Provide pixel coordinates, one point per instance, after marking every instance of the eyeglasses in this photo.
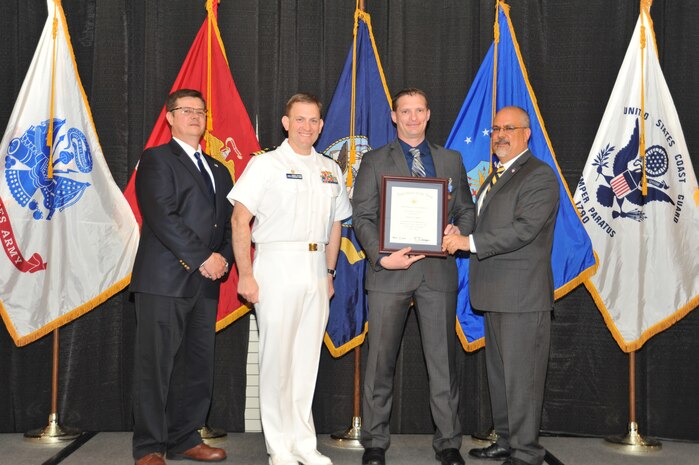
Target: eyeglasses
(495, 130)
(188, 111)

============

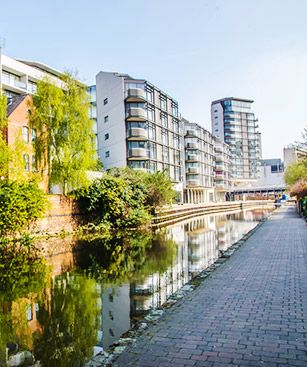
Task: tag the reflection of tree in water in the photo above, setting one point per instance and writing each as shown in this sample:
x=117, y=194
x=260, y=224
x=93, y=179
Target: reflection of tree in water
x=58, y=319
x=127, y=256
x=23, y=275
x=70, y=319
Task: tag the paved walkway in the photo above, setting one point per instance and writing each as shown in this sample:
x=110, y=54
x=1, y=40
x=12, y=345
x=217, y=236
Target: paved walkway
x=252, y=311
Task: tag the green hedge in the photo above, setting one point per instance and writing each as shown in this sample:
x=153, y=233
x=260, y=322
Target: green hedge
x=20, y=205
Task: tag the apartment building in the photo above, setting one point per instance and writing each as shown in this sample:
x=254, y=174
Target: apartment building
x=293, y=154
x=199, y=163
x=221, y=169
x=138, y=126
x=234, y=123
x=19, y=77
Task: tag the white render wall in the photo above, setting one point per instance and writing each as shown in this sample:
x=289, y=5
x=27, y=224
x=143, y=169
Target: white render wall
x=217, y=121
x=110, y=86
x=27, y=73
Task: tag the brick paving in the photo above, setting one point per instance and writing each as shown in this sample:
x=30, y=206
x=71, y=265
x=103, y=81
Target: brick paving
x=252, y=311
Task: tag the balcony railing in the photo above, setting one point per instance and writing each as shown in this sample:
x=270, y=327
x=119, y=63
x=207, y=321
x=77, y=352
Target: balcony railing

============

Filtra el listado y copia cada línea que contenga la palabra "wall". Distingue entre mayúsculas y minúsculas.

Task: tag the white render wall in the photo above, setting one point per instance and writing each as shown in this sample:
Target: white render wall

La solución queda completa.